▶ _Short problem 1_
In the passage on salvation in Acts, list the three stages named in the sentence "Faith leads to community, community to witness."

▶ _Document text_
Friday, October 1, 2010

Jerome Kodell on Salvation, Preaching and Community in Acts

First, the gem: "In preaching the word, the believer is preaching his own life as lived in community, and the offer and challenge of faith is an offer of community."

The context (including several more gems):
"Salvation through Christ and life in the church is a complex mystery in Acts. Christianity is acceptance of the message that Jesus is Lord and Christ and adherence to him in personal faith. But acceptance of Christ and his message is still only a beginning. This act leads necessarily to baptism into a community, where believers share life together in κοινωνία [fellowship]. Because the church is missionary, this fellowship is not introverted, but opens out to the world under a mandate to witness to Christ by preaching the word to others by word and deed. Faith leads to community, community to witness. The circle is completed when the believer, having accepted the word through the church, takes the word to others as a member of the church.

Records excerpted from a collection
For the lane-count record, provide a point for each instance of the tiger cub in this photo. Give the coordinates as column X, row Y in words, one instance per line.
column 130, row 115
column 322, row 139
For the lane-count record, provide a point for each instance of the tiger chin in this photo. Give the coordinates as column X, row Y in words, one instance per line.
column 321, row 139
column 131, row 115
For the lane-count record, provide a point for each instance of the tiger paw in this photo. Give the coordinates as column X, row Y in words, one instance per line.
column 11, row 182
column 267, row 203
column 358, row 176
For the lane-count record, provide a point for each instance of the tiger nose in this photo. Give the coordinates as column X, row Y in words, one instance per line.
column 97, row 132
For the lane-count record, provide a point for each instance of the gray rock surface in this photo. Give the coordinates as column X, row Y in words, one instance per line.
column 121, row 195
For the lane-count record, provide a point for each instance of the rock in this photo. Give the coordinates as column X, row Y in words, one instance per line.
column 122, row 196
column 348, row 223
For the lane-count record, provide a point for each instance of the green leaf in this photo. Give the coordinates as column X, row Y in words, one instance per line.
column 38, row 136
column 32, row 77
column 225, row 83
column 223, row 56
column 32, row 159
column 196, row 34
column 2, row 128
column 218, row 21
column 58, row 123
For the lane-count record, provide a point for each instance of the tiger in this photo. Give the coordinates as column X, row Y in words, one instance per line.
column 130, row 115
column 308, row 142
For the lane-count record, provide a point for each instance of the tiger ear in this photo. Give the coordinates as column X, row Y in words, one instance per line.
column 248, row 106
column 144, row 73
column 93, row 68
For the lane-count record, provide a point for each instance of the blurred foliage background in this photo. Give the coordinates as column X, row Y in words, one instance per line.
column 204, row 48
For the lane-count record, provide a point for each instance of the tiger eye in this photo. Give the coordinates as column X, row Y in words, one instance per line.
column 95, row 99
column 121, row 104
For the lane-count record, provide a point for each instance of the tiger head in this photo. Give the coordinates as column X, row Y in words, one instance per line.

▶ _Short problem 2_
Revise the records starting at their first line and ending at the line that contains "column 358, row 176", replacing "instance" with "occurrence" and leaving everything else unchanged.

▶ _Right answer 1_
Faith
Community
Witness

▶ _Right answer 2_
For the lane-count record, provide a point for each occurrence of the tiger cub in this photo. Give the coordinates as column X, row Y in words, one occurrence per line.
column 130, row 115
column 322, row 139
For the lane-count record, provide a point for each occurrence of the tiger chin in this photo. Give the coordinates as column X, row Y in words, one occurrence per line.
column 321, row 139
column 131, row 115
For the lane-count record, provide a point for each occurrence of the tiger paw in this photo. Give the coordinates as column X, row Y in words, one occurrence per line.
column 11, row 182
column 267, row 203
column 358, row 176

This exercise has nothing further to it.